═══ ENTRIES SUPPLIED

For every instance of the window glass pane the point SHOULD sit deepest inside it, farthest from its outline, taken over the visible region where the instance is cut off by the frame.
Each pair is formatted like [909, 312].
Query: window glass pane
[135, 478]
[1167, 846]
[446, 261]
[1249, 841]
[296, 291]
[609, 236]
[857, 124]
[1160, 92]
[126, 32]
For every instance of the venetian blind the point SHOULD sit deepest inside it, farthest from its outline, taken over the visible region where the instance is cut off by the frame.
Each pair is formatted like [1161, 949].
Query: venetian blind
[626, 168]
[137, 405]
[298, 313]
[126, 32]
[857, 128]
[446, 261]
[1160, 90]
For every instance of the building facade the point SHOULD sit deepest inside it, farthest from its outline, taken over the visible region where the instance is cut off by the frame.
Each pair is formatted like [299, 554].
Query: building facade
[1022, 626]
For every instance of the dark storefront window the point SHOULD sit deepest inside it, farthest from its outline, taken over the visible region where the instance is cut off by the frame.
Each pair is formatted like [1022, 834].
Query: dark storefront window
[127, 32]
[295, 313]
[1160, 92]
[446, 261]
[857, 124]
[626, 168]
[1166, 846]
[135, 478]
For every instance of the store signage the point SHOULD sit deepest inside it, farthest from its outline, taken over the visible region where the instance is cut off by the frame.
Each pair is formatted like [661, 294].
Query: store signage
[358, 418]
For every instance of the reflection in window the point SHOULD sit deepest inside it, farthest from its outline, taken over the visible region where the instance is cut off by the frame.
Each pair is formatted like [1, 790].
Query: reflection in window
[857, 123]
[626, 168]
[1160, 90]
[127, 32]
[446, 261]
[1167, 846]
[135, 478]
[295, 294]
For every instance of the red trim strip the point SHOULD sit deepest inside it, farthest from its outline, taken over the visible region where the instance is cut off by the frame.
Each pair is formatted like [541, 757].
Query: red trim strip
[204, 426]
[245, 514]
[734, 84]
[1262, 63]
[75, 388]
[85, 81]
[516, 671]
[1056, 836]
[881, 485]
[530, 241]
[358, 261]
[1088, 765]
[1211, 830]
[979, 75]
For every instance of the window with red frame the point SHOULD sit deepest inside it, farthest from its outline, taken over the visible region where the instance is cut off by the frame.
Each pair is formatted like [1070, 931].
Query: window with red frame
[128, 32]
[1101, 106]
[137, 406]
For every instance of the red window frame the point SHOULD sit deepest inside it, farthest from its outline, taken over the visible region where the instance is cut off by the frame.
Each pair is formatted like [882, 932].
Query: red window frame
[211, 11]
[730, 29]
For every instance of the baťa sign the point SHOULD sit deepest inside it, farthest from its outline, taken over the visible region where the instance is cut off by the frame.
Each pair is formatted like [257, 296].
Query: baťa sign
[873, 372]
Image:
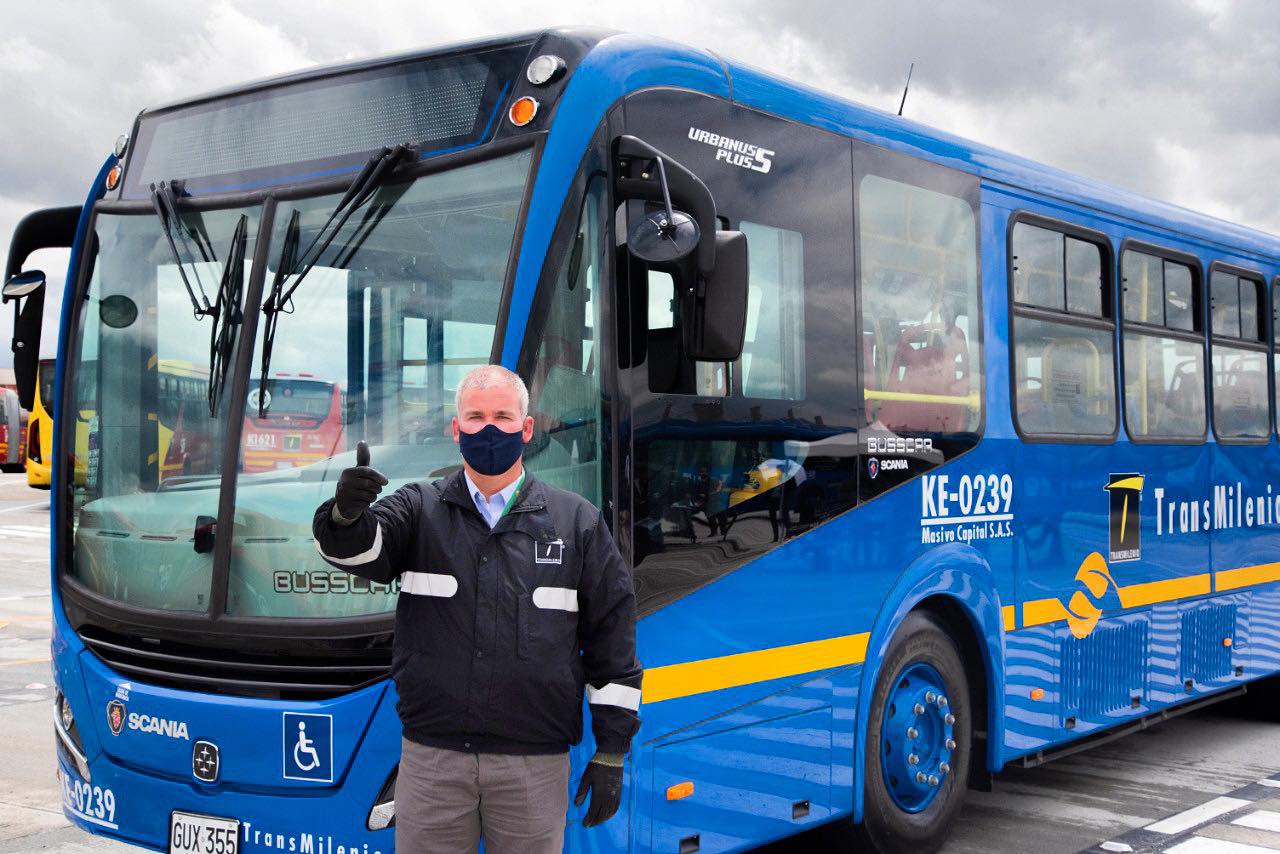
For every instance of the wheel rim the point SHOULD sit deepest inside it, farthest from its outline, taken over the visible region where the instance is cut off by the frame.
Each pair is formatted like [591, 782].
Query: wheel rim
[917, 738]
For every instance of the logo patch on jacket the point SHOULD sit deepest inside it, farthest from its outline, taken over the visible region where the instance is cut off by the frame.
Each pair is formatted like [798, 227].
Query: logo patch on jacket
[551, 552]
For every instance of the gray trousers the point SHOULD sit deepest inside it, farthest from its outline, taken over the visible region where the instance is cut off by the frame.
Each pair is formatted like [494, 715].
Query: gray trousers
[446, 800]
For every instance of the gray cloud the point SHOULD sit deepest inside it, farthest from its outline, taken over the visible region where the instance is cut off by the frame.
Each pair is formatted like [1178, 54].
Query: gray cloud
[1175, 99]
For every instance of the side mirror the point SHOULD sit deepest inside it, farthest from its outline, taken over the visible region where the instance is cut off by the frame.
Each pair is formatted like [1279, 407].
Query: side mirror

══════

TASK OBJECTIVE =
Copy the records exactly. Skip the pictures.

THE OUTPUT =
For every instance of the window glass pane the point SHOULD sit deepest inside it, farthest from its outline, taken over the visible region where the instance is cut off by the frame.
Each pair is formatted like [909, 312].
Query: window glass pane
[135, 478]
[1167, 846]
[446, 261]
[1249, 841]
[296, 291]
[609, 236]
[857, 124]
[1160, 92]
[126, 32]
For every instance of the venetian blind the point SHOULD sit deepest inside it, farthest from its outline, taken over the visible region where the instance is cut off by the frame.
Each pair is formatted like [1161, 949].
Query: venetian blind
[626, 168]
[137, 405]
[298, 313]
[126, 32]
[857, 128]
[446, 261]
[1160, 90]
For every instance of the building facade the point SHOULD sit deepest inside it, farthest from its outline, taken over the visible region where the instance is cut off by the frame.
Each pair is formatted like [299, 554].
Query: building facade
[1022, 626]
For every instance of the dark storefront window the point SHOULD sit deepest inside it, farthest from its outline, taken over the visible region where the instance is cut off by the frame.
Each pair is formatted like [1022, 834].
Query: dark storefront window
[127, 32]
[295, 313]
[1160, 92]
[446, 261]
[857, 124]
[626, 168]
[1166, 846]
[135, 478]
For every instance of the store signage the point SHOULD sit deepest inside it, farthest from its outline, taken over the visible region where the instance is cut off by the frame.
Each pair is formatted like [661, 294].
Query: store signage
[358, 418]
For every instance of the reflection in window the point SHOULD sit deepest inside it, farthest from its outline, taken over the visible region where the instance is cut off by the frame.
Each pair is formatted like [1, 790].
Query: reflection in window
[857, 123]
[626, 168]
[1160, 90]
[127, 32]
[446, 261]
[1167, 846]
[135, 478]
[295, 294]
For every instance of the red trim strip the point SHOULD sit deepest inside it, farthest from its outline, taken over the visible region where the instance is cut off by the frame.
Each pair is formatted like [541, 757].
Query: red trim strip
[204, 426]
[245, 514]
[734, 84]
[1262, 63]
[75, 388]
[85, 81]
[516, 671]
[1056, 836]
[881, 485]
[530, 241]
[358, 261]
[1088, 765]
[1211, 830]
[979, 75]
For every instance of the window with red frame the point SHOULD sit deepest inside it, farthest from its outline, taken over the visible region where the instance is cut off by the frame.
Each pair is formatted like [1070, 931].
Query: window with red frame
[128, 32]
[1101, 106]
[137, 406]
For every instance of the red window frame the point SHOULD sit deepest inside it, farthest from its outline, taken over the visible region where the instance is cut off by the frame.
Each pair is formatted like [882, 932].
Query: red window frame
[211, 11]
[730, 29]
For every instance of the baťa sign the point SHOULD sit deepest inside it, farthest from its outline, taken over the visible region where the instance is cut off by the frame.
Each pair is formatted like [257, 296].
Query: baťa sign
[873, 372]
Image:
For every instance of the wheel rim the point SHOULD sit deepest inside it, farthest from its outline, taken over the visible region where the instance is cut off by the frame.
Each pair is formatted like [591, 782].
Query: wheel rim
[917, 738]
For every instance of the logo patch on jacket the point SHOULD sit deepest inside it, farthest from its outline, taken over the visible region where the instance is cut off by the frame.
Each pair is formatted like [798, 227].
Query: logo patch on jacket
[551, 552]
For every instance of the gray trousers the point SHOULD sit deepest inside it, farthest from its outline, taken over the visible region where the instance is cut off by the frame.
Each pair is formatted like [494, 715].
Query: gray trousers
[446, 800]
For every instance of the gray cloud the point SHOULD sit deepest inside it, farthest from its outline, taken over the visible region where the instance is cut off by the frame.
Each pair is formatted like [1178, 54].
Query: gray cloud
[1175, 99]
For every instance of the side mirror the point SHOULD sit deepest inside it, farthest from its outline, taken over the visible region where the instance is cut off by the frame.
Each pair is formatted like [1279, 407].
Query: side mirror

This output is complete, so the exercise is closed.